Records from a dataset:
>>
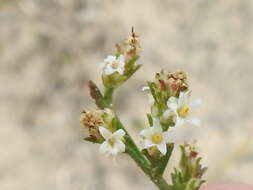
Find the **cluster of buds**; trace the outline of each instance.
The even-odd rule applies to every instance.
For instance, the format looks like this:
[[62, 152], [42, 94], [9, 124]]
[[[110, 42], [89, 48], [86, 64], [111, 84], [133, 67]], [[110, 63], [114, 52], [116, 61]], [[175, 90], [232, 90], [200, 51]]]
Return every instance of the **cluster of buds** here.
[[132, 32], [130, 37], [122, 44], [116, 44], [115, 55], [107, 56], [101, 63], [102, 79], [106, 88], [115, 88], [125, 82], [139, 68], [139, 59], [141, 51], [139, 36]]
[[180, 146], [181, 159], [179, 167], [172, 173], [172, 189], [198, 190], [205, 181], [202, 176], [207, 170], [200, 165], [195, 144], [184, 144]]
[[118, 129], [117, 118], [112, 110], [82, 111], [80, 122], [89, 132], [84, 140], [101, 144], [101, 153], [116, 155], [125, 152], [125, 131]]
[[115, 130], [112, 124], [114, 117], [114, 113], [110, 109], [82, 111], [80, 124], [89, 133], [89, 136], [85, 137], [85, 140], [102, 143], [104, 138], [99, 132], [99, 127], [106, 126], [111, 131]]
[[166, 91], [169, 96], [179, 96], [181, 91], [188, 90], [187, 77], [184, 71], [165, 73], [161, 71], [156, 74], [156, 83], [161, 91]]
[[192, 103], [199, 104], [200, 100], [189, 102], [190, 91], [183, 71], [161, 71], [156, 74], [154, 82], [148, 82], [148, 87], [144, 87], [144, 90], [148, 91], [151, 115], [161, 120], [164, 130], [170, 126], [182, 125], [184, 121], [199, 125], [196, 118], [189, 116], [192, 113]]

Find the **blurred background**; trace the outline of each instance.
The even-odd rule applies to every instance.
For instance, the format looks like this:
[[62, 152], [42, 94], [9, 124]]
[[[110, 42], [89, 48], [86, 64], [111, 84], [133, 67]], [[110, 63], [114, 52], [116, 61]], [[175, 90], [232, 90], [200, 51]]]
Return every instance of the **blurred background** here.
[[[127, 156], [117, 166], [82, 141], [87, 81], [135, 26], [140, 69], [115, 106], [130, 133], [149, 112], [141, 91], [161, 68], [188, 73], [203, 104], [198, 140], [208, 183], [253, 184], [253, 1], [0, 0], [0, 189], [153, 190]], [[176, 156], [166, 171], [166, 177]]]

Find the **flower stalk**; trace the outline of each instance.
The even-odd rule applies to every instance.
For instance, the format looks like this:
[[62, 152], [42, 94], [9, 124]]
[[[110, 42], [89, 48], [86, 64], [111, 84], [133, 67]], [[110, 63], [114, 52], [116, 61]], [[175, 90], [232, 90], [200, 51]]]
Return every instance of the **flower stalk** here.
[[[179, 166], [171, 174], [172, 184], [163, 177], [173, 153], [175, 143], [172, 131], [190, 121], [199, 125], [199, 120], [189, 117], [191, 113], [190, 95], [186, 74], [182, 71], [156, 74], [155, 81], [148, 82], [143, 90], [148, 92], [151, 113], [147, 114], [149, 127], [143, 129], [142, 150], [138, 148], [113, 111], [113, 94], [140, 67], [136, 61], [141, 51], [139, 36], [132, 29], [130, 37], [116, 45], [115, 55], [108, 56], [101, 63], [104, 93], [89, 81], [91, 98], [98, 110], [83, 111], [81, 125], [88, 129], [87, 141], [100, 144], [100, 152], [116, 156], [128, 154], [159, 190], [199, 190], [206, 171], [200, 165], [201, 158], [191, 145], [181, 145]], [[199, 102], [199, 101], [198, 101]]]

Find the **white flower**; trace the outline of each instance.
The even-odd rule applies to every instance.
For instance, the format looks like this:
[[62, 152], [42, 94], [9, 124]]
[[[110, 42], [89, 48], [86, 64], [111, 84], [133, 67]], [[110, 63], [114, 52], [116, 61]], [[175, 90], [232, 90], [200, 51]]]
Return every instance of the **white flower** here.
[[125, 144], [122, 142], [122, 139], [126, 133], [123, 129], [118, 129], [112, 133], [104, 127], [99, 127], [99, 132], [105, 139], [99, 147], [101, 153], [117, 155], [118, 153], [125, 152]]
[[200, 125], [200, 120], [192, 117], [191, 113], [194, 107], [201, 103], [200, 99], [189, 102], [190, 91], [180, 92], [179, 98], [170, 97], [167, 101], [168, 109], [164, 112], [163, 117], [173, 117], [175, 126], [181, 126], [184, 122], [189, 122], [193, 125]]
[[150, 88], [148, 86], [143, 86], [142, 87], [143, 92], [147, 92], [148, 95], [148, 104], [150, 106], [153, 106], [155, 103], [155, 99], [153, 98], [152, 94], [150, 93]]
[[166, 154], [169, 132], [163, 132], [159, 119], [153, 118], [153, 126], [142, 130], [140, 134], [145, 138], [143, 141], [144, 148], [156, 146], [162, 154]]
[[105, 75], [111, 75], [114, 72], [123, 75], [125, 70], [125, 58], [123, 55], [118, 57], [109, 55], [104, 59], [104, 62], [101, 63], [100, 67]]

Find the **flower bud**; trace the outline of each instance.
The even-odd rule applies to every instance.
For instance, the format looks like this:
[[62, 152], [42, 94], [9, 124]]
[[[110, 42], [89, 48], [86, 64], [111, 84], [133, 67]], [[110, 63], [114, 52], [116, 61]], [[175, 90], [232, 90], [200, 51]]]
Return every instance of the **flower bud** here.
[[205, 181], [202, 178], [207, 170], [200, 164], [201, 157], [198, 156], [194, 144], [184, 144], [180, 146], [181, 159], [179, 167], [172, 174], [173, 186], [182, 186], [186, 190], [198, 190]]
[[132, 33], [125, 43], [116, 44], [115, 55], [108, 56], [101, 63], [105, 87], [118, 87], [140, 68], [141, 65], [136, 64], [140, 50], [138, 35], [132, 29]]
[[101, 143], [104, 141], [99, 132], [99, 127], [103, 126], [109, 131], [114, 132], [116, 126], [113, 123], [115, 114], [110, 109], [95, 110], [95, 111], [82, 111], [80, 117], [81, 126], [88, 129], [89, 137], [85, 140]]
[[88, 129], [89, 137], [86, 137], [85, 140], [101, 143], [103, 142], [103, 137], [99, 133], [99, 126], [103, 125], [102, 113], [100, 110], [96, 111], [82, 111], [80, 116], [81, 126], [85, 129]]

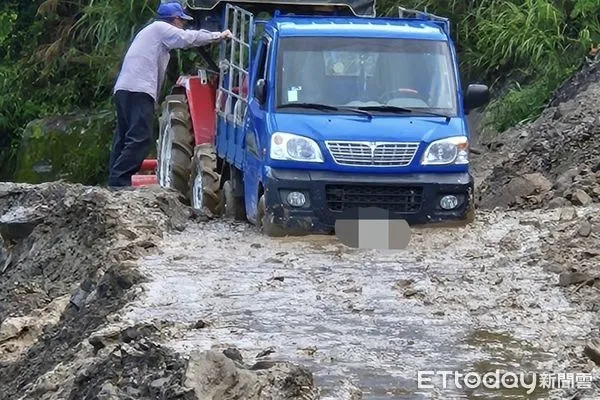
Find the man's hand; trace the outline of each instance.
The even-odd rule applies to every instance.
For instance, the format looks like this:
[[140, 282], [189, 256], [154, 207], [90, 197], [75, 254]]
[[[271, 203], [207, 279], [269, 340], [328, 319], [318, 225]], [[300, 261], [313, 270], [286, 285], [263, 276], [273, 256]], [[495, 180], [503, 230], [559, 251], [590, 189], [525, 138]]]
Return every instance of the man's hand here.
[[231, 31], [229, 29], [221, 32], [221, 40], [231, 39], [232, 37], [233, 37], [233, 35], [231, 34]]

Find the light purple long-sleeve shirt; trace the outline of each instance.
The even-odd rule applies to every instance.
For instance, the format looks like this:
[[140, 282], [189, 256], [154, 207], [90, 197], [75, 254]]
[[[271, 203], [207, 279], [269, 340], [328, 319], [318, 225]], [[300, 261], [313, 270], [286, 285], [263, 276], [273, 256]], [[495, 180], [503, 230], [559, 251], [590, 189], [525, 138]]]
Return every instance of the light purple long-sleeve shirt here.
[[169, 51], [204, 46], [219, 40], [220, 32], [179, 29], [156, 21], [142, 29], [127, 50], [113, 93], [148, 93], [157, 101], [171, 58]]

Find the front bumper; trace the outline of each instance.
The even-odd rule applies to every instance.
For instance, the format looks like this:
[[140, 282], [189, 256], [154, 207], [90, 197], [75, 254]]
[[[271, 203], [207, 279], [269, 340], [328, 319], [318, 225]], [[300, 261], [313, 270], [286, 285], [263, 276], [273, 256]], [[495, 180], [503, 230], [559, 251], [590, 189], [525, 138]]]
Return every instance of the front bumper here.
[[[355, 210], [377, 207], [386, 218], [409, 224], [464, 221], [473, 207], [469, 173], [348, 174], [328, 171], [270, 169], [265, 182], [267, 219], [289, 233], [331, 233], [335, 221]], [[306, 198], [302, 207], [287, 201], [290, 192]], [[440, 207], [444, 195], [457, 196], [453, 210]], [[354, 212], [354, 214], [352, 214]]]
<<
Challenge: Shift the answer coordinates by rewriting every line of the records from the line containing "Find the man's" through the line containing "35], [231, 34]]", inclusive, with the requests included and 116 added to each coordinate in the answers. Leave every number in the requests and their format samples unchanged.

Written answer:
Find the man's hand; trace the outline of each instance.
The even-odd rule applies to every instance.
For instance, the format looks like this:
[[140, 282], [189, 256], [154, 207], [90, 197], [75, 254]]
[[[271, 203], [207, 279], [269, 340], [328, 319], [318, 225]], [[300, 261], [313, 270], [286, 285], [263, 276], [273, 256]], [[495, 180], [503, 230], [559, 251], [590, 189], [525, 138]]]
Return every instance of the man's hand here.
[[347, 147], [345, 145], [337, 148], [337, 156], [347, 155], [348, 153], [349, 153], [349, 151], [347, 150]]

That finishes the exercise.